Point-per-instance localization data

###

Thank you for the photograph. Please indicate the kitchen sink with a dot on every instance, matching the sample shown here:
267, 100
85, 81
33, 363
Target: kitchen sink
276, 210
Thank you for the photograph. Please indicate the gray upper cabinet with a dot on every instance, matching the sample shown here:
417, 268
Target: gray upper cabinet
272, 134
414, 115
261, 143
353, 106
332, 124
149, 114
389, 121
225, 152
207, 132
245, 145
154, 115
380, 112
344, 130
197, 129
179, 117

###

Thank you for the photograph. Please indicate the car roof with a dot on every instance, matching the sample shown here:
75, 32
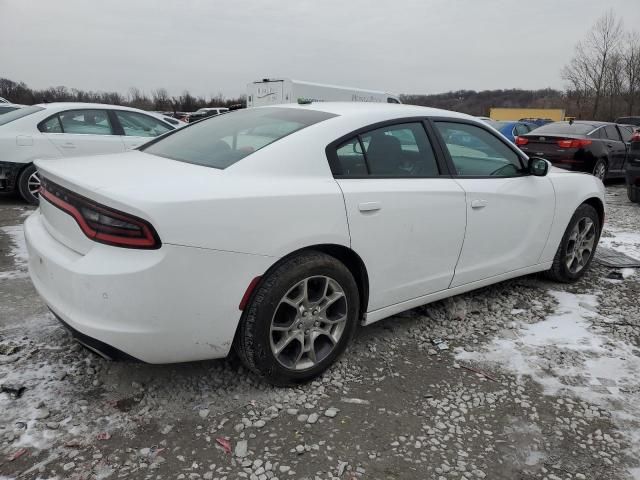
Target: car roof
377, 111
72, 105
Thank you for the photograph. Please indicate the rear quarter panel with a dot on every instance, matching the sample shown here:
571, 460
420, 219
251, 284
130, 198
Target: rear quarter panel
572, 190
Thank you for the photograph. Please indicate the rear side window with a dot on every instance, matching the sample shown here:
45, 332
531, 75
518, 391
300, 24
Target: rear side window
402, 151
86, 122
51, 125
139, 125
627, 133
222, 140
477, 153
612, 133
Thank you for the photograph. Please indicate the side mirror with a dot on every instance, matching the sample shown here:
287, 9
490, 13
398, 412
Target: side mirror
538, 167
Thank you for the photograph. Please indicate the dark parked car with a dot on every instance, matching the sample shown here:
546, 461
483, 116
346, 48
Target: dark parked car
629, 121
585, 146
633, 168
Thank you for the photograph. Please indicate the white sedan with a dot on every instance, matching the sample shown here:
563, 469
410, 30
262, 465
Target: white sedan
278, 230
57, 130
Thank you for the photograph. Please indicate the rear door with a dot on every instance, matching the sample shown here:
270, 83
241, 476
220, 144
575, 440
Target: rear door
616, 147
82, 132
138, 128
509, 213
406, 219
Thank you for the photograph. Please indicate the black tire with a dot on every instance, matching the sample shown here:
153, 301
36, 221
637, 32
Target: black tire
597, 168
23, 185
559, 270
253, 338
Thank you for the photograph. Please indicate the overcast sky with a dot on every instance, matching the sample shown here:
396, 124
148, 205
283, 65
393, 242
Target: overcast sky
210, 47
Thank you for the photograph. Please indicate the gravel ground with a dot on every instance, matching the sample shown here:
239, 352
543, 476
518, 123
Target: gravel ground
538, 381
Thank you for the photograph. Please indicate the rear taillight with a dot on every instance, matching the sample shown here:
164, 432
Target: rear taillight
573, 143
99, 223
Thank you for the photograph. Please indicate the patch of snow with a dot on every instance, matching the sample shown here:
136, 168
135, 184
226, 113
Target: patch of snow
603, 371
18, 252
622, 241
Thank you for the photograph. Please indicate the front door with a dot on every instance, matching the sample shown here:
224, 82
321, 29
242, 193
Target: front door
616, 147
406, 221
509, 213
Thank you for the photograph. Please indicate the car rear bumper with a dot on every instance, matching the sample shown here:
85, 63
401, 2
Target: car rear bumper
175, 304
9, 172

###

Your assignment
Take the records above and return, word for word, only the lines that fall from the line with "Thank you for the photograph. Please indicate the rear side" to the line with "Thank you for the photograph. Please indicate the overcast", both of them included.

Response to this exercise
Thank you for the photograph. Please indicate the rear side window with a dot on every instance, matching the sample shown here:
45, 332
531, 75
518, 391
300, 24
Target: rear side window
402, 151
86, 122
51, 125
139, 125
627, 133
222, 140
477, 153
612, 133
Thank you for the photograph. Please indicate the side mirror with a dot on every instance, matching the sample shown here:
287, 9
490, 13
398, 412
Target: side mirror
538, 167
Thank you for the photograph. Please indicate the dark parked car with a dot on every instance, matching the sample shown here:
546, 461
483, 116
346, 48
Target: dark parked car
629, 121
585, 146
633, 168
Thank you for the photograph. Please indicate the white sedan with a dot on every instance, matching the sample shown here:
563, 469
410, 30
262, 465
Target: white sedan
278, 230
57, 130
Thank you for the photograph. Please indicate the rear door with a dot on every instance, matching the sample shown here:
270, 83
241, 476
220, 144
575, 440
Target: rear door
616, 147
82, 132
138, 128
509, 213
406, 219
Thank you for the photograph. Please indicate the black tire with a dot on every instance, matching the sample shown here:
153, 301
36, 221
637, 32
Target: black tire
597, 168
23, 185
559, 270
253, 338
Thank you for the photograph. Please indicate the overcast sky with a dot on every instance, matching the sample shown here:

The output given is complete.